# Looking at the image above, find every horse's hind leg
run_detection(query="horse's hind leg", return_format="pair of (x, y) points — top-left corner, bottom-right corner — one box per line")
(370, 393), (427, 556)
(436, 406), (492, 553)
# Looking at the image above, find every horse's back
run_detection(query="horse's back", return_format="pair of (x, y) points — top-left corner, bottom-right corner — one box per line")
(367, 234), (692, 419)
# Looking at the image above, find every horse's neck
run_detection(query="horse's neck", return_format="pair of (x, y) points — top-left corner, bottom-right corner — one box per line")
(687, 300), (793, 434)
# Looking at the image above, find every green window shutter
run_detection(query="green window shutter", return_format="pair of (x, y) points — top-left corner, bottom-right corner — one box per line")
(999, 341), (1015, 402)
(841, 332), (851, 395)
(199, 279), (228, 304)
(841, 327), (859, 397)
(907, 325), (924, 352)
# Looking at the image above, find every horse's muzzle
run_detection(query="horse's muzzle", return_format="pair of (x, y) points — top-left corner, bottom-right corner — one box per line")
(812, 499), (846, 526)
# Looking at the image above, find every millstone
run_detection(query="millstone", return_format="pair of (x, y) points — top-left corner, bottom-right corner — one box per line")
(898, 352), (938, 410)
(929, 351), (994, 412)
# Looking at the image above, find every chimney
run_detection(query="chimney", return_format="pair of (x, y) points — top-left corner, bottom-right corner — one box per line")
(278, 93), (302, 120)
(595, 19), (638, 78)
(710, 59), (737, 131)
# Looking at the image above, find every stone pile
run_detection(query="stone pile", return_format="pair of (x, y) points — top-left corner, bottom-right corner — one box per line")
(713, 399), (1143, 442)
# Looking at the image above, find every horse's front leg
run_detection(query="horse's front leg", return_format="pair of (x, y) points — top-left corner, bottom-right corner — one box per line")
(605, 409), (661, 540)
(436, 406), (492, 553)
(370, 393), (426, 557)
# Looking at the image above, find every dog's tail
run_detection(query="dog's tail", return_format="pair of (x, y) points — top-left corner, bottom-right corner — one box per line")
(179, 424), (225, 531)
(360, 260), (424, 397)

═══

▶ **WORK TO BE COMPLETED**
Reproduce exactly, and with no other material, the lines between those holding "# Looking at the image above, find every chimney" and "# Looking at the image above, find every horse's front", inclusive.

▶ **TASK RESPONSE**
# Looking at the image above, find every chimney
run_detection(query="chimney", return_format="pair of (x, y) points — top-left corner, bottom-right corner — one box per line")
(278, 93), (302, 120)
(595, 19), (638, 78)
(710, 59), (737, 131)
# Looking at the image above, find every stone pile
run_detection(query="stone pile", return_format="pair of (x, y) points — top-left corner, bottom-right corner — one box per line")
(713, 399), (1143, 442)
# Looking at the image above, find every horse's front leg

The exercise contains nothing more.